### Given information

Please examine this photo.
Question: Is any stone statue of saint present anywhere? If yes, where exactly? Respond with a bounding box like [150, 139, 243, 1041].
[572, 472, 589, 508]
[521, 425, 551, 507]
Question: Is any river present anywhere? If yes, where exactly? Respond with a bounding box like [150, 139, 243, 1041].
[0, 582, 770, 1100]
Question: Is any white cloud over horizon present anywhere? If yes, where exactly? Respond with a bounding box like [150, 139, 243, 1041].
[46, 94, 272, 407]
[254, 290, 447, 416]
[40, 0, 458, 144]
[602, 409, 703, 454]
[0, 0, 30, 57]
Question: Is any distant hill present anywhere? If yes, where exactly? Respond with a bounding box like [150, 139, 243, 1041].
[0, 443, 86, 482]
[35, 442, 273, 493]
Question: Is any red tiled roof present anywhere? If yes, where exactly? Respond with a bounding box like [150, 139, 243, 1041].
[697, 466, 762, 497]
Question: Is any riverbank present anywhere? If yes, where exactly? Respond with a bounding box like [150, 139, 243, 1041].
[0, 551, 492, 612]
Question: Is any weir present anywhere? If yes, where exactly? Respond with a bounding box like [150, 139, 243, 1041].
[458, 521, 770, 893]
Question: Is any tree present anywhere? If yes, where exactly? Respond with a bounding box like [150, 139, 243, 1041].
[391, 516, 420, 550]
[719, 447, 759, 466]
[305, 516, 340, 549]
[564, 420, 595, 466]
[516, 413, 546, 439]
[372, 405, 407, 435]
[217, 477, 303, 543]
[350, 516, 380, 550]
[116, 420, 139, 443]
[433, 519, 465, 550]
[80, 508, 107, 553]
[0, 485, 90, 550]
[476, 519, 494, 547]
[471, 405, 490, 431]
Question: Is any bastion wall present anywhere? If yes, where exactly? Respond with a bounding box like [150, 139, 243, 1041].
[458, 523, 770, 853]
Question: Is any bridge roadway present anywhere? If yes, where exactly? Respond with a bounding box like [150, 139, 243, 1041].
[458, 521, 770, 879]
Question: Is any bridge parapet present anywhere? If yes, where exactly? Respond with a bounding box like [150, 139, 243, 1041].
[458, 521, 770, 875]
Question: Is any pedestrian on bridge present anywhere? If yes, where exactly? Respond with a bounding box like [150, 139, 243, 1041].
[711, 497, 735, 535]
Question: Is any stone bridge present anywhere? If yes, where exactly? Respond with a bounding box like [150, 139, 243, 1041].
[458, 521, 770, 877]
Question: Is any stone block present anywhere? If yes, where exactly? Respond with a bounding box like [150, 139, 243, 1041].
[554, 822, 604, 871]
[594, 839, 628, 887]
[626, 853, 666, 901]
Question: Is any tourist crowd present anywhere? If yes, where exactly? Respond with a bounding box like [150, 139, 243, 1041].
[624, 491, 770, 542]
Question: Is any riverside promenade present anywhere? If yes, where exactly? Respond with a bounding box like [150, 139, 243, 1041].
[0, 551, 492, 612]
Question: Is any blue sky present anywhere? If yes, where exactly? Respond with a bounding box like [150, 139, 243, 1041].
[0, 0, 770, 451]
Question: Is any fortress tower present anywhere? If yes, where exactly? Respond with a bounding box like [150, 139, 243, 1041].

### Exercise
Copy all of the records above word for word, line by line, without changing anything.

### Exercise solution
Please examine this photo.
Question: Is any stone statue of saint present anywhere? If yes, where exactly? Respond with a bounding box like [150, 139, 243, 1041].
[572, 472, 589, 508]
[521, 425, 551, 507]
Question: Is any river present anywhere? If yes, where exactly? Respond with a bounding box like [150, 139, 243, 1041].
[0, 582, 770, 1100]
Question: Is any white cloud over horizon present anywhere? If yes, where exactly? Respond with a bounding box like [150, 139, 243, 1041].
[46, 94, 272, 407]
[254, 290, 447, 416]
[40, 0, 458, 144]
[602, 409, 703, 454]
[0, 0, 30, 57]
Question: Is any distant hill present anywhere? If yes, where exactly? Respond with a bounding box like [150, 139, 243, 1041].
[0, 443, 86, 482]
[35, 442, 273, 493]
Question: Is any red tiled roof present anywhere? If yes, where exactly? Respond with a bounding box like [150, 139, 243, 1041].
[697, 466, 762, 497]
Question: Is any riverbank present anywhere? If yes, where exactly? Respond with a bounding box like [150, 139, 243, 1041].
[0, 551, 492, 612]
Question: Is any weir present anywhere? If yes, where exactly? Respond with a bounding box like [150, 139, 243, 1041].
[458, 521, 770, 893]
Question: Is any tree present anywhere? If yes, where exactly? Respond with a bounding box like [150, 139, 243, 1041].
[391, 516, 420, 550]
[719, 447, 759, 466]
[305, 516, 340, 549]
[564, 420, 595, 466]
[516, 413, 546, 439]
[372, 405, 407, 435]
[217, 477, 303, 543]
[350, 516, 380, 550]
[116, 420, 139, 443]
[433, 519, 465, 550]
[80, 508, 107, 553]
[0, 485, 90, 550]
[476, 519, 494, 547]
[471, 405, 490, 431]
Question: Is any bastion wall present anywhere? If yes, where exactly? Respond with a bounding box like [150, 139, 243, 1041].
[458, 523, 770, 853]
Question: Is any bridge roadway present anywhere? If yes, where exactly? Respond with a bounding box like [150, 139, 243, 1041].
[458, 521, 770, 879]
Question: Is any bridge parapet present anywhere? If yes, where exactly? Respond with a bounding box like [150, 139, 243, 1041].
[458, 521, 770, 875]
Question: Is any pedestrian on bridge present anywhere? If yes, where exactly? Respond with a bounding box like [150, 139, 243, 1041].
[711, 497, 735, 535]
Question: Is any stone bridge present anywhere? If yes, where exactly? Respond with a bounding box like [150, 139, 243, 1041].
[458, 521, 770, 877]
Question: Is any stone block present anywhere? If yes, where exactly? Respond with a bounding box like [150, 139, 243, 1041].
[554, 822, 604, 871]
[594, 839, 628, 887]
[626, 853, 666, 901]
Question: Is any tourist crowd present anywhere? If yes, where exactly? Respond with a bounding box like [150, 139, 243, 1041].
[624, 491, 770, 542]
Question: Is any riverside promenade present anywhere? If yes, where exactly? Respond with a bounding box like [150, 139, 243, 1041].
[0, 551, 492, 612]
Question: Is any blue sky present anywhere? If yes, where exactly? Respond with a bounding box like [150, 139, 243, 1041].
[0, 0, 770, 451]
Question: Is any fortress tower present anywhere? If yes, where exactly? Respond with a bounding box like [150, 139, 243, 1041].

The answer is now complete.